(Data records)
***

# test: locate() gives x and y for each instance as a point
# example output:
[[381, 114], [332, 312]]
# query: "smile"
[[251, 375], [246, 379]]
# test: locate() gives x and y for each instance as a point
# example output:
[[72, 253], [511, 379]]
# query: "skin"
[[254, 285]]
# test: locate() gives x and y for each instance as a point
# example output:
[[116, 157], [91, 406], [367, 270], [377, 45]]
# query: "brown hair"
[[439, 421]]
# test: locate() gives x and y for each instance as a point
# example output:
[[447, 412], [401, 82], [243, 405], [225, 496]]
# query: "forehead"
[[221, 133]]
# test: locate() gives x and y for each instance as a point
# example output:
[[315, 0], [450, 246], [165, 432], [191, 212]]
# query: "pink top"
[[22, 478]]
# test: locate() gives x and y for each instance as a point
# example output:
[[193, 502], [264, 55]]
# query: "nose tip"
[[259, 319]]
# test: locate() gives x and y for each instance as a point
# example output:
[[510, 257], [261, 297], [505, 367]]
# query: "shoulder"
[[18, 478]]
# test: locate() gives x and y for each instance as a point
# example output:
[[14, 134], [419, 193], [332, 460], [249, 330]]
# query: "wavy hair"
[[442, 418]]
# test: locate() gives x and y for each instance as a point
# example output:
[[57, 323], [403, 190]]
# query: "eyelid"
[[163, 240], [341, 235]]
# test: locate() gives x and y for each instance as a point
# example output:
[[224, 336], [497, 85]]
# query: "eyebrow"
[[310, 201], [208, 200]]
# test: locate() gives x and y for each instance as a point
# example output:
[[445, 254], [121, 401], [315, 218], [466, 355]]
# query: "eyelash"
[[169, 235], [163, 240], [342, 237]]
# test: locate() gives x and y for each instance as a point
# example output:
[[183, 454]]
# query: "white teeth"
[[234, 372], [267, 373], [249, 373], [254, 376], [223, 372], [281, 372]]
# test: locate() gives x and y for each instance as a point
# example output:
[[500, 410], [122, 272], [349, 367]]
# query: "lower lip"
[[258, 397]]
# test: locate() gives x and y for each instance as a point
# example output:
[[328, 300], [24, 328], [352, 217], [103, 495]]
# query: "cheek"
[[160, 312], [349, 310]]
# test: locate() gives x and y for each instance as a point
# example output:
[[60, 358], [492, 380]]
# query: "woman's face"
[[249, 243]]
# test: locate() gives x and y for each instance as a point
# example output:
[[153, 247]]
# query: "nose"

***

**Objective:** Can you repeat these lines exactly, covering all of the records?

**Exercise output:**
# test: locate() gives x and y for each instance as a point
# example output:
[[381, 114], [332, 312]]
# query: "smile"
[[251, 375], [246, 379]]
# test: locate() gives x and y for each instance as a point
# example output:
[[72, 253], [511, 379]]
# query: "skin"
[[254, 285]]
# test: locate() gives x and y for each instance as a point
# example output:
[[116, 157], [91, 406], [367, 270], [377, 45]]
# query: "brown hair"
[[439, 421]]
# test: locate() gives x and y for each instance as a point
# example output:
[[447, 412], [401, 82], [243, 405], [225, 496]]
# query: "forehead"
[[221, 133]]
# test: locate() gives x and y for each instance as a point
# example output:
[[315, 0], [450, 246], [165, 432], [191, 212]]
# query: "pink top"
[[22, 478]]
# test: locate() gives x and y for each instance as a point
# example output:
[[193, 502], [264, 55]]
# query: "nose tip"
[[259, 319]]
# test: locate() gives x and y for each instance as a point
# example output:
[[510, 257], [261, 297], [505, 367]]
# query: "shoulder"
[[18, 478]]
# test: locate() gives x and y for each instance as a point
# example output:
[[14, 134], [419, 193], [332, 460], [249, 330]]
# query: "wavy hair"
[[442, 418]]
# test: locate() gives x and y for each instance as a point
# example output:
[[57, 323], [403, 190]]
# query: "eyelid"
[[163, 240], [341, 235]]
# test: locate() gives x and y for each instance as a point
# example output:
[[224, 336], [497, 85]]
# query: "eyebrow"
[[310, 201], [208, 200]]
# test: locate() gives x and y for each instance as a point
# example output:
[[445, 254], [121, 401], [315, 218], [466, 355]]
# query: "eyelash"
[[169, 235], [163, 240], [342, 237]]
# test: locate() gives x and y for each instance as a point
# example output:
[[183, 454]]
# query: "white teeth"
[[234, 372], [267, 373], [249, 373], [254, 376], [223, 372], [281, 372]]
# test: locate() gives x and y for each instance as a point
# example output:
[[500, 410], [122, 272], [349, 367]]
# query: "lower lip"
[[258, 397]]
# test: locate() gives x and y for each instance as a point
# example output:
[[328, 300], [24, 328], [352, 217], [103, 495]]
# query: "cheek"
[[160, 312], [349, 310]]
# test: locate() gives x and y for each instance as a point
# example output:
[[60, 358], [492, 380]]
# query: "woman's face"
[[249, 243]]
# test: locate() gives x and y for each instance as a point
# example output:
[[153, 247]]
# query: "nose"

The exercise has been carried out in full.